*** PAGE TEXT
The group of 99 term neonates with HIBI demonstrating partial, prolonged patterns of injury were imaged in the chronic phase of injury, with the average age at the time of imaging being 6 years. This sample (n = 99) included 41 female patients and 58 male patients and were categorized into 7 subtypes, as shown in Fig 1. Table 1 highlights the prevalence, type, and severity of thalamic injury in children with each subtype of partial, prolonged HIBI in relation to the cortical injuries located in the frontal, parietal, occipital, peri-Sylvian, and hindbrain regions. There was a high degree of correlation of the MR imaging features between both readers with no major discrepant findings. Lobar involvement was shown to be high across all 4 cerebral lobes in descending order: occipital (91.9%), parietal (89.9%), frontal (88.9%), and temporal lobes (84.8%) (Table 1). In the subgroup of patients who demonstrated all 3 watershed zone injuries (9/99), we found injury to the posterolateral margin of the thalamus (adjacent to the posterior limb of internal capsule) and posterior thalamic (pulvinar and lateral geniculate) nuclei on both sides, shown in Fig 2, which we term the “thalamus L-sign.” Overall, the thalamus L-sign was present in 86% (85/99) of patients with prolonged, partial HIBI. Furthermore, subtype 7 with involvement of all 3 watershed zones was the most prevalent HIBI subtype among the 85 (69.4%) patients demonstrating the thalamus L-sign injury.
******
*** EXTRACTED INFORMATION
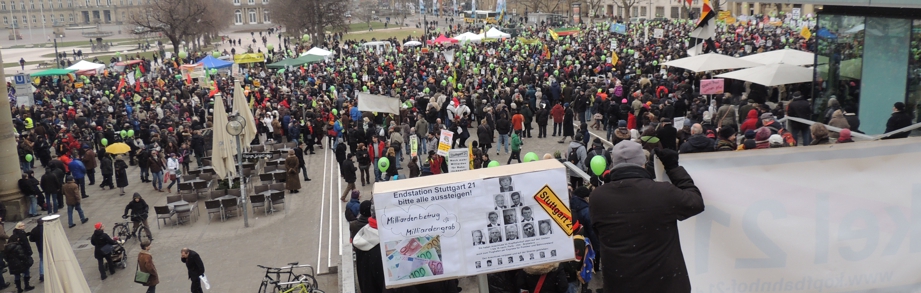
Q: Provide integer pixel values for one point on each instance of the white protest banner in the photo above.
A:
(830, 218)
(711, 86)
(444, 142)
(458, 160)
(487, 220)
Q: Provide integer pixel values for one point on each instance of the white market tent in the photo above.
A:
(494, 33)
(710, 62)
(86, 65)
(318, 52)
(469, 37)
(772, 75)
(785, 56)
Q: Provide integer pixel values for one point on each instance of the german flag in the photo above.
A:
(706, 13)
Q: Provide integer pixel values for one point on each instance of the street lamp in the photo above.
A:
(235, 125)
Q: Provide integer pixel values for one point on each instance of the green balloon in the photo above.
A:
(530, 157)
(383, 164)
(598, 165)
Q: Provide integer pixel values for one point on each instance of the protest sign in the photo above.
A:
(444, 142)
(458, 160)
(482, 221)
(711, 86)
(818, 227)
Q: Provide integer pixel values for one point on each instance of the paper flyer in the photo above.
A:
(493, 223)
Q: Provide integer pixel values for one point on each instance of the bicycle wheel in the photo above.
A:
(143, 233)
(121, 231)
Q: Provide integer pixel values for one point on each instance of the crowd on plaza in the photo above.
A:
(492, 94)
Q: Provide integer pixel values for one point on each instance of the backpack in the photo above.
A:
(573, 155)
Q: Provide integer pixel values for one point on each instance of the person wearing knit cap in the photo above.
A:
(648, 259)
(899, 119)
(819, 134)
(761, 138)
(103, 248)
(844, 136)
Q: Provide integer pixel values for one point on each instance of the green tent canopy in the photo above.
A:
(51, 72)
(306, 59)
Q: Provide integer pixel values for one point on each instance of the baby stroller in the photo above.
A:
(119, 254)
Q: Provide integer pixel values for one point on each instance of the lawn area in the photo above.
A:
(398, 34)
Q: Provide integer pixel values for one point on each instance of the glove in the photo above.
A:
(668, 157)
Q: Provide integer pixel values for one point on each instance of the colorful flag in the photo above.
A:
(805, 32)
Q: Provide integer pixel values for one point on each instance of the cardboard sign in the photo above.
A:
(711, 86)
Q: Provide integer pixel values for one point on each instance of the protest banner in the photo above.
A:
(831, 218)
(444, 142)
(711, 86)
(482, 221)
(458, 160)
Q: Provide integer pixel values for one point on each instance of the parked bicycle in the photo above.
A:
(272, 281)
(122, 230)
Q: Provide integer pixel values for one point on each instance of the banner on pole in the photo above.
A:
(469, 223)
(815, 228)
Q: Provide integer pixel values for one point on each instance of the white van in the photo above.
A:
(380, 46)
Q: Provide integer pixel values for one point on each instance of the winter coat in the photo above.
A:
(72, 194)
(99, 240)
(554, 282)
(697, 143)
(635, 220)
(567, 123)
(292, 168)
(145, 264)
(121, 173)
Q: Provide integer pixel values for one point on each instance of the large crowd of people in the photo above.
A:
(492, 94)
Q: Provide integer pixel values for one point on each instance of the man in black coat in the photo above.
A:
(299, 153)
(899, 119)
(646, 259)
(195, 266)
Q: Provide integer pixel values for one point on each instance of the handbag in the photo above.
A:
(141, 277)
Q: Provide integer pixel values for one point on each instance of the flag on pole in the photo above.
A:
(805, 32)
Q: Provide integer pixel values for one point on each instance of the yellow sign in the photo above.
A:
(249, 58)
(554, 207)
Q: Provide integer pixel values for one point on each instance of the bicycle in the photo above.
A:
(301, 288)
(121, 230)
(276, 285)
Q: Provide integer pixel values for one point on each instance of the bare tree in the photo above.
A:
(180, 20)
(627, 5)
(313, 17)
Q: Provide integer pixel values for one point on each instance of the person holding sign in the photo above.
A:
(650, 259)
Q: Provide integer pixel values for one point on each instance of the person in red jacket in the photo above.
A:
(376, 151)
(557, 113)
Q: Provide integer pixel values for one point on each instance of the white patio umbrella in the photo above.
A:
(242, 108)
(785, 56)
(710, 62)
(62, 269)
(412, 44)
(772, 75)
(223, 147)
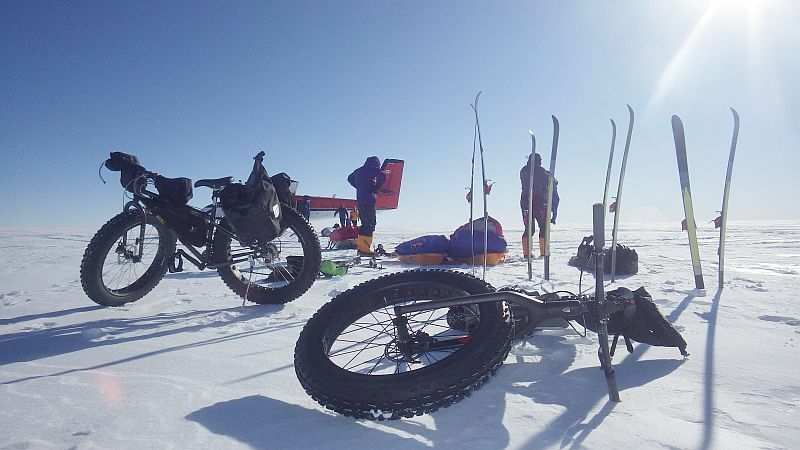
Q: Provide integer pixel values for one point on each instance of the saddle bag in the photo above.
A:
(253, 209)
(641, 322)
(129, 168)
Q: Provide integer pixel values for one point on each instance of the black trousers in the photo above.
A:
(539, 218)
(368, 221)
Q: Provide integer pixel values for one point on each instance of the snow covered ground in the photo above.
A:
(188, 367)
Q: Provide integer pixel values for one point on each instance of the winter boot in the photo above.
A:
(526, 247)
(363, 243)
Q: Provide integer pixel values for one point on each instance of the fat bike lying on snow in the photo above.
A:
(411, 342)
(262, 248)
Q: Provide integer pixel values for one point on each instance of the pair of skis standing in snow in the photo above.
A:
(551, 200)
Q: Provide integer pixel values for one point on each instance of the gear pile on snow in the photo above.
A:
(627, 258)
(465, 245)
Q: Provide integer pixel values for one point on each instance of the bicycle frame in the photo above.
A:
(148, 202)
(538, 310)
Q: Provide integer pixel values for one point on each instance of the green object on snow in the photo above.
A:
(329, 269)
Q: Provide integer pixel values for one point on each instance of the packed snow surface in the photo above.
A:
(188, 366)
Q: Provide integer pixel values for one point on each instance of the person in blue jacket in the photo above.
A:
(368, 180)
(540, 179)
(341, 211)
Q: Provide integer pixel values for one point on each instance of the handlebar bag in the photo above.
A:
(177, 191)
(129, 168)
(253, 209)
(283, 183)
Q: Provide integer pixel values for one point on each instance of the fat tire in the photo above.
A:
(262, 295)
(103, 242)
(408, 394)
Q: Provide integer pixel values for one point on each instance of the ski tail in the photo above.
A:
(686, 193)
(553, 154)
(389, 195)
(724, 213)
(618, 198)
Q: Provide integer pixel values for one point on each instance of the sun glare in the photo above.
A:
******
REQUIRED ACTIONS:
[1] Answer these from the passage on thalamic injury:
(a) What was the average age at the time of imaging?
(b) How many female patients were in the sample?
(c) In what share of patients with prolonged, partial HIBI was the thalamus L-sign present?
[2] Please list the four cerebral lobes that the passage on thalamic injury gives involvement percentages for, each with its figure.
[3] Carry on writing the passage on thalamic injury from its final sentence.

ANSWERS TO THE EXERCISES:
[1]
(a) 6 years
(b) 41
(c) 86% (85/99)

[2] Occipital 91.9%, parietal 89.9%, frontal 88.9%, temporal 84.8%

[3]
FIG 2.
FIG 2.

Axial T2-weighted images in a child with partial, prolonged HIBI demonstrating interarterial injuries at the peri-Sylvian (dashed white arrow) and posterior parieto-occipital (solid white arrows) watershed regions. Note the thalamus L-sign (curved arrows in A and highlighted by the loupe in a second patient in B).

View this table:
Table 1:

Key features of the 7 subtypes of partial prolonged/watershed HIBI

None of the patients (n = 10) with isolated anterior watershed injury had a thalamus L-sign. In some cases, signal abnormalities were evident in the anterior thalamus, usually medially and ventrally, but these never included the ventral posterior lateral nucleus. All patients (61/99) in subtypes 2, 3, and 7 showed a bilateral thalamus L-sign. When the anterior and peri-Sylvian watershed zones were involved together (in subtype 4), we noted that half of those patients had a positive thalamus L-sign, but in each of these, the sign was identified unilaterally, only on the side where the peri-Sylvian cortex was destroyed. One patient in subtype 5 had a feint unilateral posterior thalamic hyperintensity on the side where the watershed cortex destruction was more pronounced, but this was not categorized as a thalamus L-sign. The rest of the patients in subtype 5 all demonstrated a bilateral thalamus L-sign. One patient of subtype 6 did not demonstrate the sign; however, the anterior watershed zone was severely destroyed in this instance, with only minimal posterior watershed involvement. This patient's pattern of injury simulates that of subtype 1.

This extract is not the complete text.